• Work required
Count how many lines in the rows that follow contain the string "below". Case counts. Reply with the number alone.

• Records
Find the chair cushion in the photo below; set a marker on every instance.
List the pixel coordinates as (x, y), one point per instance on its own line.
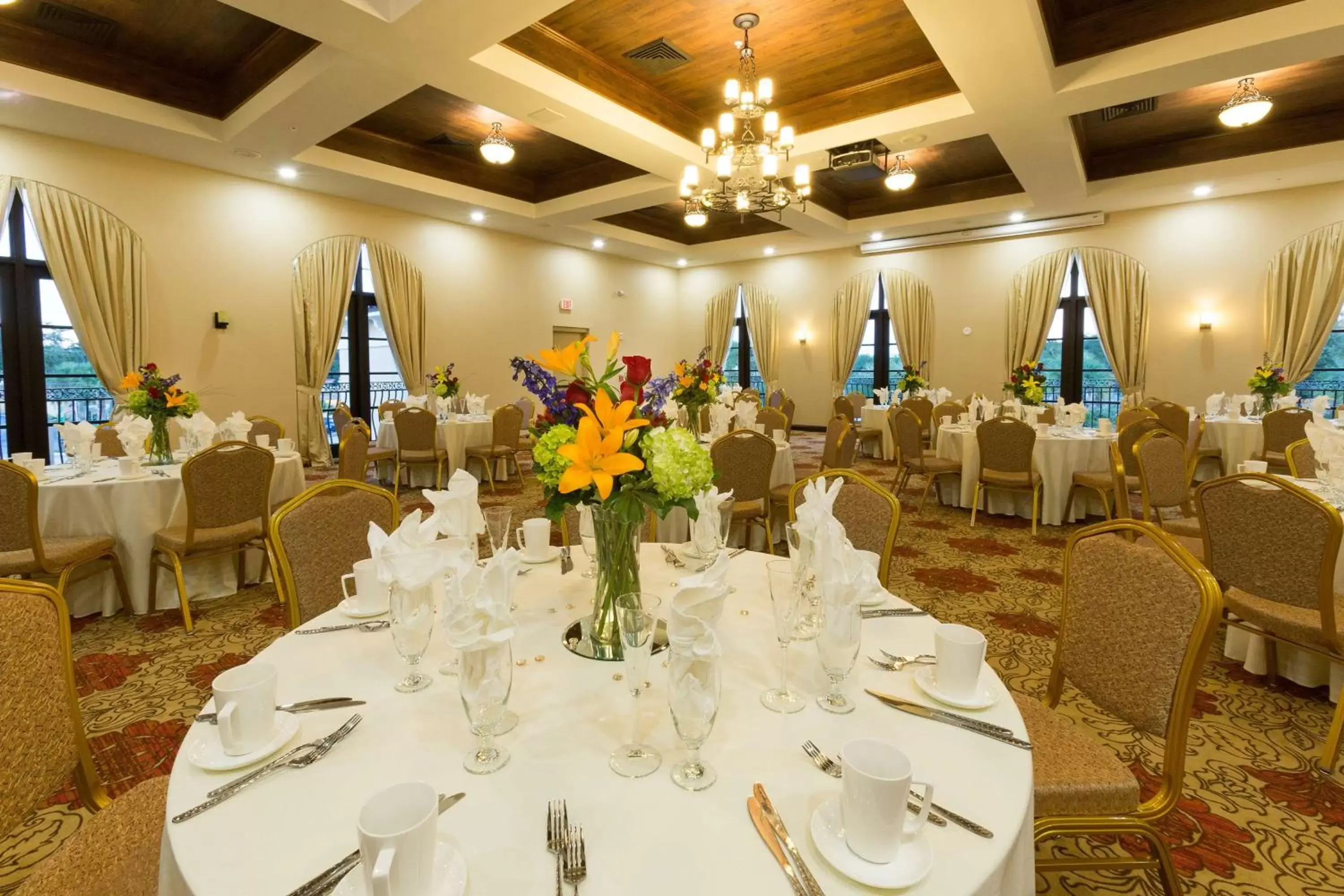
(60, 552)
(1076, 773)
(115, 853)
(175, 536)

* * *

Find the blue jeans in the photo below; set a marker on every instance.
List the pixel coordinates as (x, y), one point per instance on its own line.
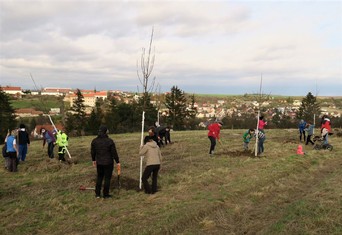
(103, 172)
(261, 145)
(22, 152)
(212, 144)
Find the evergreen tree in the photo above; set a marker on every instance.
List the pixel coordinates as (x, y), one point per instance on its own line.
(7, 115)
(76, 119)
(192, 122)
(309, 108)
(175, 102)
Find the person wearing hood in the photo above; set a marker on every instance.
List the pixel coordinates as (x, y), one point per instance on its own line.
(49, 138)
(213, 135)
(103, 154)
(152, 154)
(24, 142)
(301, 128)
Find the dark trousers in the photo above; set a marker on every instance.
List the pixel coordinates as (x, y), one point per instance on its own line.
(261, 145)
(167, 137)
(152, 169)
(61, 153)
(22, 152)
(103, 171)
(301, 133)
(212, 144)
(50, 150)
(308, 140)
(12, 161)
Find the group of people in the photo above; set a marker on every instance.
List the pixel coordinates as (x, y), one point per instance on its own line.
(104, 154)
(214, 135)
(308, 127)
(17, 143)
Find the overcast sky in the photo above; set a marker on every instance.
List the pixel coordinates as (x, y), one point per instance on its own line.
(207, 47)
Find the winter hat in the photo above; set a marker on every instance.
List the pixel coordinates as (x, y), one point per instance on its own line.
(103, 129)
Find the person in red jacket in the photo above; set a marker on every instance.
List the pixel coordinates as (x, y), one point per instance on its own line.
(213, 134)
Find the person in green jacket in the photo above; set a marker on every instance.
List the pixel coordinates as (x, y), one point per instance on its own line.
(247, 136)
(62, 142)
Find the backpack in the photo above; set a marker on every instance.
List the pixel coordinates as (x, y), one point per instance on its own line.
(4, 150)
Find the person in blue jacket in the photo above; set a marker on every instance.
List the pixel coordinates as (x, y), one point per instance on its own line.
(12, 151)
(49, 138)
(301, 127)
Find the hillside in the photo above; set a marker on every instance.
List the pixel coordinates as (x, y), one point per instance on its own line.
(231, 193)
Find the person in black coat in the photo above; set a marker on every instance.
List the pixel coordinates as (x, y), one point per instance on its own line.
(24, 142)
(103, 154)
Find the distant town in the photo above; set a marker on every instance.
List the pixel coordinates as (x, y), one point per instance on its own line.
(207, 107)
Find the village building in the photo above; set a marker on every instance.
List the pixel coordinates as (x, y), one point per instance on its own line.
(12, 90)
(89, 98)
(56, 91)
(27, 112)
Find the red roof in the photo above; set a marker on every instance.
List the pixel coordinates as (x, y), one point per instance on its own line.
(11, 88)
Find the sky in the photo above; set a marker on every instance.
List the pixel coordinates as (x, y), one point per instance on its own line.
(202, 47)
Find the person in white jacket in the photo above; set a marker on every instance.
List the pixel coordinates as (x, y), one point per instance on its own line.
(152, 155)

---

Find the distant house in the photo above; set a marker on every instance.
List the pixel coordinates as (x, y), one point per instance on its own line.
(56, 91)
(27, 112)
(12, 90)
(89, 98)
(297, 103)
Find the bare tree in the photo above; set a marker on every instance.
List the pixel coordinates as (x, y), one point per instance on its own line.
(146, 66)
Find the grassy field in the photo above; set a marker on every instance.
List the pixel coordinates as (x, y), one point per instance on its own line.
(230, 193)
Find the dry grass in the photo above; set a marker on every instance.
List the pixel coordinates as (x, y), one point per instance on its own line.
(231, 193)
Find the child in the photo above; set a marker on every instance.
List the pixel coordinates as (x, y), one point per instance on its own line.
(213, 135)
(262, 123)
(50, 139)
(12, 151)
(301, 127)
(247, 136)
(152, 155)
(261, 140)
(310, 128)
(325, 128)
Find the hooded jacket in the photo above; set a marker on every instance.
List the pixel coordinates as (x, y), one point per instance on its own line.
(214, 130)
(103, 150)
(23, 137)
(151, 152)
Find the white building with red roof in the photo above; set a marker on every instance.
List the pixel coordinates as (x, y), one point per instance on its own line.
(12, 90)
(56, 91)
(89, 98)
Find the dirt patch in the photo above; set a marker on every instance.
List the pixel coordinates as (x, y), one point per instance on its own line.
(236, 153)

• Solution to the exercise
2